Directions for this task: Show all lines from the records below in which the string "water" is present.

Data for the task:
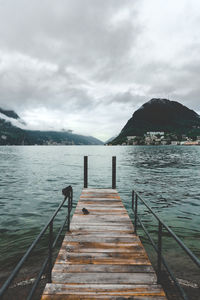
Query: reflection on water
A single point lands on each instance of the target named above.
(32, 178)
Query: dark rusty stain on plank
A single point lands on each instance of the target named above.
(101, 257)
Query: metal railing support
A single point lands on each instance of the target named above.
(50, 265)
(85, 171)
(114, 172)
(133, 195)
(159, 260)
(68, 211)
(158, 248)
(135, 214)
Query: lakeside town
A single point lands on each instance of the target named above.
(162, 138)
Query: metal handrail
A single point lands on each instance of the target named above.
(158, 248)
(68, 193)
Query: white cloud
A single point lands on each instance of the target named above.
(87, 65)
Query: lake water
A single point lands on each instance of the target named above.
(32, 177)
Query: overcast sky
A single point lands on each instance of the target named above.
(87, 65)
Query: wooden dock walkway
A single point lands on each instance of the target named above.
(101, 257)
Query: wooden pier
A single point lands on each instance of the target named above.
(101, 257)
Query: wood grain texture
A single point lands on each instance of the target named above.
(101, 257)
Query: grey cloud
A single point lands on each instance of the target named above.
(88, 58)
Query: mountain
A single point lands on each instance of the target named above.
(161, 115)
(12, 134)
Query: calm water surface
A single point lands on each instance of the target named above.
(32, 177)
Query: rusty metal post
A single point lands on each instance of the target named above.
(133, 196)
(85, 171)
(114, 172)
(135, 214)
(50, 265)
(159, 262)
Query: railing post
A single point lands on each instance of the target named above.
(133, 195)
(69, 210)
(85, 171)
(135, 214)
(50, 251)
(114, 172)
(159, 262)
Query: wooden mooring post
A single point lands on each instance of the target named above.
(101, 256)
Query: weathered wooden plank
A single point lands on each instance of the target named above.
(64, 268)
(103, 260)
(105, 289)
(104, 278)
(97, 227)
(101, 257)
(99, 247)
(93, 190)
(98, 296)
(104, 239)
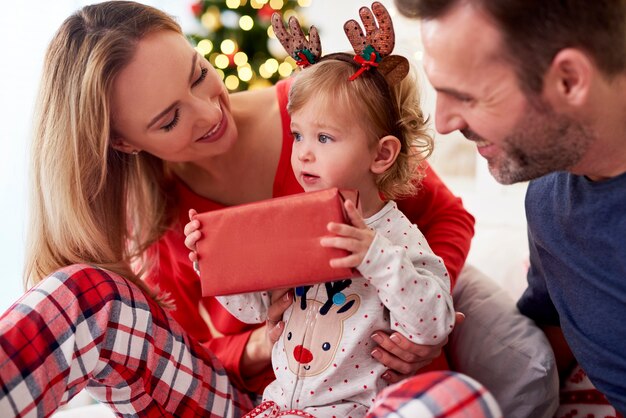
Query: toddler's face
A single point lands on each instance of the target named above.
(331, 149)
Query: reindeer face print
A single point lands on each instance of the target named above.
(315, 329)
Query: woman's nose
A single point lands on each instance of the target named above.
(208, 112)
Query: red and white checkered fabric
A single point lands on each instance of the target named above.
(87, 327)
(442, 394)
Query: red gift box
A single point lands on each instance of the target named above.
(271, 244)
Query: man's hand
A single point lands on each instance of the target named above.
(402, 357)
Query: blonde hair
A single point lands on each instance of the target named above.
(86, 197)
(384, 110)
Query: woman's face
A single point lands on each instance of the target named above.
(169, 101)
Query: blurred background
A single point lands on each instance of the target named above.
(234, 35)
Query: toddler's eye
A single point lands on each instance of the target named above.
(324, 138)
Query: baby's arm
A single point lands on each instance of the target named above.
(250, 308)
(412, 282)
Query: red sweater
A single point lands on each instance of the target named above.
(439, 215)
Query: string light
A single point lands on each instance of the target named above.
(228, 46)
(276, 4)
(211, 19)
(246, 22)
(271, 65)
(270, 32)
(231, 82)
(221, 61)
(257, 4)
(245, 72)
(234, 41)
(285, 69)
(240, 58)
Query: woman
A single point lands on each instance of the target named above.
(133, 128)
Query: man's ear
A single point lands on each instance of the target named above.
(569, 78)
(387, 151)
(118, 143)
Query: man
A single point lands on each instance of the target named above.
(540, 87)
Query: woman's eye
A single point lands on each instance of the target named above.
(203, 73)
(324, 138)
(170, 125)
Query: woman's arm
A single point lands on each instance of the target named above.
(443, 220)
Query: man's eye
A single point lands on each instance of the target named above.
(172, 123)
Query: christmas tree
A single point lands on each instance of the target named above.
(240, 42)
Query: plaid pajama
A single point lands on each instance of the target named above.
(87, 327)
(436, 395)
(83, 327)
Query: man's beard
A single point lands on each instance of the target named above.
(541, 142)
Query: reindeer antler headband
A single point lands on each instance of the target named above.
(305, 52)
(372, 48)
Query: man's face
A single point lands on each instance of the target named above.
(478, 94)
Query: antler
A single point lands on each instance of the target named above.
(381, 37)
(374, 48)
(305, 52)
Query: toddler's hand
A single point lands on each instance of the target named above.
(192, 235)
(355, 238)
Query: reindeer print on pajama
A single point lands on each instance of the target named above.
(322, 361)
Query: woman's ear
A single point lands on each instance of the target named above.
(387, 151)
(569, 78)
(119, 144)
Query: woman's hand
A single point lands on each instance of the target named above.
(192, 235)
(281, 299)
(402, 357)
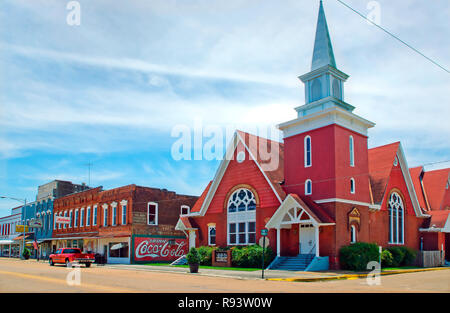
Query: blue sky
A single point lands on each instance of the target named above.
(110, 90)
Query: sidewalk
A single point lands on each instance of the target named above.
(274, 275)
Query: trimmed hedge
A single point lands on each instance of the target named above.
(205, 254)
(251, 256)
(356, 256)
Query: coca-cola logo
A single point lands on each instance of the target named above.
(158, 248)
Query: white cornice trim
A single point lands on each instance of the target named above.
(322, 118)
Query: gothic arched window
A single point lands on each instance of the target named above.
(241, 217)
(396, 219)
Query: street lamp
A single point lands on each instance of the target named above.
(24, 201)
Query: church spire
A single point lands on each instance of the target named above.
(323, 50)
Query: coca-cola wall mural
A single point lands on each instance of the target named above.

Written answer:
Query: reflection on water
Query: lake water
Query: calm water surface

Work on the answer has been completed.